● **PROMPT**
Extract every line starting at the line that contains "Would you mind identifying the dark" and ending with the final line of the data, inclusive; give only those lines, word for word.

Records from a data source:
►

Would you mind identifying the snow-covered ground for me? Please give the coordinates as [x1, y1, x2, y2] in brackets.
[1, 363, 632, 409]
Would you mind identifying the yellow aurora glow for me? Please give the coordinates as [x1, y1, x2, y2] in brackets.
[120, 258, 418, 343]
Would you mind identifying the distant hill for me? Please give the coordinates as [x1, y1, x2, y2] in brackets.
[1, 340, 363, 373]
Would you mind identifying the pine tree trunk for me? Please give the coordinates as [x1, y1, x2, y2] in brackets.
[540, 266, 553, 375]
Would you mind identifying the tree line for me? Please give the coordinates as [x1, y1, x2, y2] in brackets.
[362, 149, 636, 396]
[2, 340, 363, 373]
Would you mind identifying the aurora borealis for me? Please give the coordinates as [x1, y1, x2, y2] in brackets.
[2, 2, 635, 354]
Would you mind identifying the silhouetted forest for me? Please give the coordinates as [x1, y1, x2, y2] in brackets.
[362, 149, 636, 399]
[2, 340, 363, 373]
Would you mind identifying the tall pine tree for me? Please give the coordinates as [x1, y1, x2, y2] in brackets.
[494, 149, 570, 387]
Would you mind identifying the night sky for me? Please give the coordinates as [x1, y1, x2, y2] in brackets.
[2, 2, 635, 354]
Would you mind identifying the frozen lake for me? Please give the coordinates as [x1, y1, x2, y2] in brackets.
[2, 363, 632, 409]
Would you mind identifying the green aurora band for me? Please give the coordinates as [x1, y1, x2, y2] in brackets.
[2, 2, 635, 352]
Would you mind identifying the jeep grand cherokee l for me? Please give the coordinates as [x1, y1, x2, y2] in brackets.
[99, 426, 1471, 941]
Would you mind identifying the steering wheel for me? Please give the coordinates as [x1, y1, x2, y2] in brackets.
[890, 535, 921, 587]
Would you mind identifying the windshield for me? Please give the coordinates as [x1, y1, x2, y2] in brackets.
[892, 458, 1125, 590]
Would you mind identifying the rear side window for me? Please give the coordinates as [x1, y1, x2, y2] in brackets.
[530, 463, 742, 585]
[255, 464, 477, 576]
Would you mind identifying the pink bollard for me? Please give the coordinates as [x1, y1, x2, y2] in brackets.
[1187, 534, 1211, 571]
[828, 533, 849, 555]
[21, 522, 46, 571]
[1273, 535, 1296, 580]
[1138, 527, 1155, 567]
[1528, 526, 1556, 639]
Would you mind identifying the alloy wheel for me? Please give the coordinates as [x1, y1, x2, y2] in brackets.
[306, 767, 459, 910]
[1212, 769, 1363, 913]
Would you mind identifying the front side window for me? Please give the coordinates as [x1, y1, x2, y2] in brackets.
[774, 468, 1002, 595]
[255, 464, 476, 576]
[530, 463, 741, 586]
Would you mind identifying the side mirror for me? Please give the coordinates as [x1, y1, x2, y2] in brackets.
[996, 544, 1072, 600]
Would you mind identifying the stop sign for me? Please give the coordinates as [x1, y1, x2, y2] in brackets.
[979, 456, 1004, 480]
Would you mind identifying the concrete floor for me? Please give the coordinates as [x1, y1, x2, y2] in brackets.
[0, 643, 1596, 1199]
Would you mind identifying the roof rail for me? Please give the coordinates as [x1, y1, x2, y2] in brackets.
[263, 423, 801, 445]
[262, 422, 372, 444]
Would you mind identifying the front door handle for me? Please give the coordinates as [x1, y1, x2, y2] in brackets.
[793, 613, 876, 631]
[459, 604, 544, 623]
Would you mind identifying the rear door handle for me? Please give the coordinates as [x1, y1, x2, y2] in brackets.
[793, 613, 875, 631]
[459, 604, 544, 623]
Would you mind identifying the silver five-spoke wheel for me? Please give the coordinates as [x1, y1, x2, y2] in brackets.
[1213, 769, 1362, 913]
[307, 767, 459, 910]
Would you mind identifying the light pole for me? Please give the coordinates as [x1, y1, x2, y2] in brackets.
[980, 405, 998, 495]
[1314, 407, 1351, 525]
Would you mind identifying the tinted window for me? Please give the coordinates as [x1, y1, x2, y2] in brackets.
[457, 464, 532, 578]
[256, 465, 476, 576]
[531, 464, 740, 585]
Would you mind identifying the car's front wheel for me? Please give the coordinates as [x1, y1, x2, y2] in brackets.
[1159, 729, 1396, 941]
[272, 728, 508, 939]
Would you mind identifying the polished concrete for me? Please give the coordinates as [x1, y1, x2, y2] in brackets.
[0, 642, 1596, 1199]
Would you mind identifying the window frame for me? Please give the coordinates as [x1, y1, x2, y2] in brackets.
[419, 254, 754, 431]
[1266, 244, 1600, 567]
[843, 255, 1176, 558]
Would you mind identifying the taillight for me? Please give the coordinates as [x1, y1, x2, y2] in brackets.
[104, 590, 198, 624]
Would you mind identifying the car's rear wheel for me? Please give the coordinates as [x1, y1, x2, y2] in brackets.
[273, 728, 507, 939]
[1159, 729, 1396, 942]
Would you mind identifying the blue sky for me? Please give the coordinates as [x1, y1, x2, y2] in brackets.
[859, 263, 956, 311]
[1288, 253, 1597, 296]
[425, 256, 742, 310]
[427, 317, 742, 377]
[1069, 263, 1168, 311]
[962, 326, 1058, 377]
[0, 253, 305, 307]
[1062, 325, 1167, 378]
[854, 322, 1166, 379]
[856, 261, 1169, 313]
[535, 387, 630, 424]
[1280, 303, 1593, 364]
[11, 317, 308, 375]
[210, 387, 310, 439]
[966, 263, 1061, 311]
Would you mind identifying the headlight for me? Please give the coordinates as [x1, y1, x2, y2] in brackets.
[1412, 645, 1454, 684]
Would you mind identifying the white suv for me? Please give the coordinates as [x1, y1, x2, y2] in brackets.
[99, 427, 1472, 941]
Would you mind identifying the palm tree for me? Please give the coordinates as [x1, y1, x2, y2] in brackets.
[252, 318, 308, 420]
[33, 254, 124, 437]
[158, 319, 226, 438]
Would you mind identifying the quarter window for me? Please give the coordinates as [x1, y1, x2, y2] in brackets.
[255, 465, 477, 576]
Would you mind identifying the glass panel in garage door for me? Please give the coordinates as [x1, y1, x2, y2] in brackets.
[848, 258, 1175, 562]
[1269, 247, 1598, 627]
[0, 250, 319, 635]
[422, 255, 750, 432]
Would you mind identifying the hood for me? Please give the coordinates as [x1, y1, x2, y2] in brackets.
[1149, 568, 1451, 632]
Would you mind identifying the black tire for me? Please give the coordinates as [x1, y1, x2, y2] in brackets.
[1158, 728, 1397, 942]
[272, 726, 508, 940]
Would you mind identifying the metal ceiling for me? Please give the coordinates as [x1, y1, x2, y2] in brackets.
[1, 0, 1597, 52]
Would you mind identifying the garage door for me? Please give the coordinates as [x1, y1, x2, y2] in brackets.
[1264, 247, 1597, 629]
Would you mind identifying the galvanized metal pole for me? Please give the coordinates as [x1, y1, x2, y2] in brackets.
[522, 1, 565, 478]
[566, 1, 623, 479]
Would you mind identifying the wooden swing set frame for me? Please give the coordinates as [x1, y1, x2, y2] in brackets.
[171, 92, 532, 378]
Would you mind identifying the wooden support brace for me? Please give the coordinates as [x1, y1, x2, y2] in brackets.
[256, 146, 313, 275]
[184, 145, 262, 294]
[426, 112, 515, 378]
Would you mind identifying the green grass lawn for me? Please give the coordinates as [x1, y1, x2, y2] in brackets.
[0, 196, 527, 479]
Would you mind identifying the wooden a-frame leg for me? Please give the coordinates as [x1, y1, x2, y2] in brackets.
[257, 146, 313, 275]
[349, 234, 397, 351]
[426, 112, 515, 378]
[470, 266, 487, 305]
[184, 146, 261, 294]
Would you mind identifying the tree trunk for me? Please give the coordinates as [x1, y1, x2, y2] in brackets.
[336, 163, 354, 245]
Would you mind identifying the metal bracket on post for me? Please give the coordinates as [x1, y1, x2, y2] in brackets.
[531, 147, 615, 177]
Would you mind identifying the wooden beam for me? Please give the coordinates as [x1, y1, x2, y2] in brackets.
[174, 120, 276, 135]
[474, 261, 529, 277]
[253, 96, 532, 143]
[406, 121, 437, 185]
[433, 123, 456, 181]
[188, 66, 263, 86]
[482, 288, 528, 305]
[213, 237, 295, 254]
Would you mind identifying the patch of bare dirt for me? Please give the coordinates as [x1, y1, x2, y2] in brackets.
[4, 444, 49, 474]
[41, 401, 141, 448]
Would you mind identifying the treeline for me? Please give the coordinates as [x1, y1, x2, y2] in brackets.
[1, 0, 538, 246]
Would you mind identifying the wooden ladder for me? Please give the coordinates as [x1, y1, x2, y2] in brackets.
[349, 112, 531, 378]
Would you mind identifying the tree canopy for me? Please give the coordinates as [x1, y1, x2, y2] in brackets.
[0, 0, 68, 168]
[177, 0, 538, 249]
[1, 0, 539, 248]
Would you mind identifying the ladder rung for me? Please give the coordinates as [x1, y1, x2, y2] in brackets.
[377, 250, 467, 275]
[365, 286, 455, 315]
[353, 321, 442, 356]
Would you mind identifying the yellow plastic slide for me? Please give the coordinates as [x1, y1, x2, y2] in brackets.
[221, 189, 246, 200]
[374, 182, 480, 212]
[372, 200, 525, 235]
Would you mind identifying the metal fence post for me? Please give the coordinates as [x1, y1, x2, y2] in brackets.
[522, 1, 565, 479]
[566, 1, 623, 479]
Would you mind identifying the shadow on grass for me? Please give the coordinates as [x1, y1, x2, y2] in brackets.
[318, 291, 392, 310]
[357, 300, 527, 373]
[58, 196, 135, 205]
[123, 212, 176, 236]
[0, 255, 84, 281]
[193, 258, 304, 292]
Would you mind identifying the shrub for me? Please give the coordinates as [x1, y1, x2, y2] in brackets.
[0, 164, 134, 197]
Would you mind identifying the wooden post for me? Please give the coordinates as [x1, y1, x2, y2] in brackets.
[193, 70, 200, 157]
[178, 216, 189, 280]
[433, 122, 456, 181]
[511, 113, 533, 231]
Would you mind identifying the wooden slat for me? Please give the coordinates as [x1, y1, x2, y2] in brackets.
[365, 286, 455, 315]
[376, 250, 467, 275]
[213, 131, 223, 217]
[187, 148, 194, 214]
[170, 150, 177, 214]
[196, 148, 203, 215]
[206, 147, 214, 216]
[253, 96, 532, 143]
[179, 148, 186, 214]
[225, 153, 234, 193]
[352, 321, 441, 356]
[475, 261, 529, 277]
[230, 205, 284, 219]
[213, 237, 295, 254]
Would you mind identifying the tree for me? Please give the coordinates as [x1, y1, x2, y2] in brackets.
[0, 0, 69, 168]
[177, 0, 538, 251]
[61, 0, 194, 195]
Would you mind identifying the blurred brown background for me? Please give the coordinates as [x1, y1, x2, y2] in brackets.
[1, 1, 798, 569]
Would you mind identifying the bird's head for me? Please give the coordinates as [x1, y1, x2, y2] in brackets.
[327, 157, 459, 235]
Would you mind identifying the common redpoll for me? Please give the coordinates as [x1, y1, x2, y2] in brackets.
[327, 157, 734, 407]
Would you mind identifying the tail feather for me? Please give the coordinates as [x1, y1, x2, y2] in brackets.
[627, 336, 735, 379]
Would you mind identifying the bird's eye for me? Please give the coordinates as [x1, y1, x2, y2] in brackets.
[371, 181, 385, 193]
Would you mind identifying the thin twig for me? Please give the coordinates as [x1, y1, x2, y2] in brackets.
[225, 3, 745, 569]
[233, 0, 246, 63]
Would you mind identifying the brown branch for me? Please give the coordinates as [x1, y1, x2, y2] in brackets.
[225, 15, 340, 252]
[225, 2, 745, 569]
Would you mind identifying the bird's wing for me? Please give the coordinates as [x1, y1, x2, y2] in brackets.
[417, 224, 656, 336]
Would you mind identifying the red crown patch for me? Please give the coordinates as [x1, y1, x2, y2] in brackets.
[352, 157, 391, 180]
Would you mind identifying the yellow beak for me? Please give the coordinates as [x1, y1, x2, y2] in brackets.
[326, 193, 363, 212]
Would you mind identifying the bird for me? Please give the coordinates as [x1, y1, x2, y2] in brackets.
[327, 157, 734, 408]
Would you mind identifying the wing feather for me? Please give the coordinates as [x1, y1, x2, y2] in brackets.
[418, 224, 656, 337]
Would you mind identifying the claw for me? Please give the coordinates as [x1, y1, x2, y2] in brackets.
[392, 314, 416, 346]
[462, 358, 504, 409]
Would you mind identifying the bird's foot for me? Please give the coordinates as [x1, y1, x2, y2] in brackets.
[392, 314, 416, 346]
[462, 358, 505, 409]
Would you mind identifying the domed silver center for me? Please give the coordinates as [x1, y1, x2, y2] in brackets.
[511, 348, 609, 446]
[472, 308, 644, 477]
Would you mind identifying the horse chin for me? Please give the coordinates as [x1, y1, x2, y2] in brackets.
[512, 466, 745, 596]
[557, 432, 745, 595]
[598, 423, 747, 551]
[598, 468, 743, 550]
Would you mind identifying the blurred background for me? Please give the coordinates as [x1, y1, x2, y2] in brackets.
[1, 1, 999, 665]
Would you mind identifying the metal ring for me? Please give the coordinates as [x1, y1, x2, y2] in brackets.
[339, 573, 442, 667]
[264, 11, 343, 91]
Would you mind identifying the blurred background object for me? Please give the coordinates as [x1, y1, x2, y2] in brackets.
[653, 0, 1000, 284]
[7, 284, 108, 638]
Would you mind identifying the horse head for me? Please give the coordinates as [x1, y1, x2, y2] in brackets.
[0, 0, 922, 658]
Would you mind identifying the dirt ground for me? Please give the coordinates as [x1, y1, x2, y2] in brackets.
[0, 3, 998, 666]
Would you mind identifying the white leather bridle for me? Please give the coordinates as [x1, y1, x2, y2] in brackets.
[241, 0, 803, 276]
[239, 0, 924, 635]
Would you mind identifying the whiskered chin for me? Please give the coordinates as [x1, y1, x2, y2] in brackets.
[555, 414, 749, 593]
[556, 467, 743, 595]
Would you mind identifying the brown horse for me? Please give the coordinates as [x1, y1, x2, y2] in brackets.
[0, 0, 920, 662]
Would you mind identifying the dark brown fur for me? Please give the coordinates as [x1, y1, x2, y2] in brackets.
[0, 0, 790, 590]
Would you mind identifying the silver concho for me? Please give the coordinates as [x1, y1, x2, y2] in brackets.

◄

● **TASK OUTPUT**
Would you mind identifying the dark brown fur for me? Please give the coordinates as [x1, y1, x2, y2] in brackets.
[0, 0, 790, 590]
Would you mind identifying the silver concho for me? Please give the coordinates as [x1, y1, x2, y2] in brackets.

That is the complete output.